◆ SET EXERCISE ◆
Lay out the records below as a two-column CSV with the headers "prompt" and "answer". Give one row per record, with its text and its answer each in a single quoted field and every line break turned into a space.

◆ DATA IN THIS EXERCISE ◆

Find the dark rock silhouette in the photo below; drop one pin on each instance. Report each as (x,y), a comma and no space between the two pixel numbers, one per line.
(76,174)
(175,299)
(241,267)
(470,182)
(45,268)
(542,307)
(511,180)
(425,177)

◆ OUTPUT OF THE TASK ◆
prompt,answer
"Find the dark rock silhouette in the photo below; drop one pin on each instance. Report each as (x,y), a comma and no space between the two pixel numbers, one per line.","(76,174) (175,299) (241,267) (470,182) (45,268) (542,307) (511,180) (425,177)"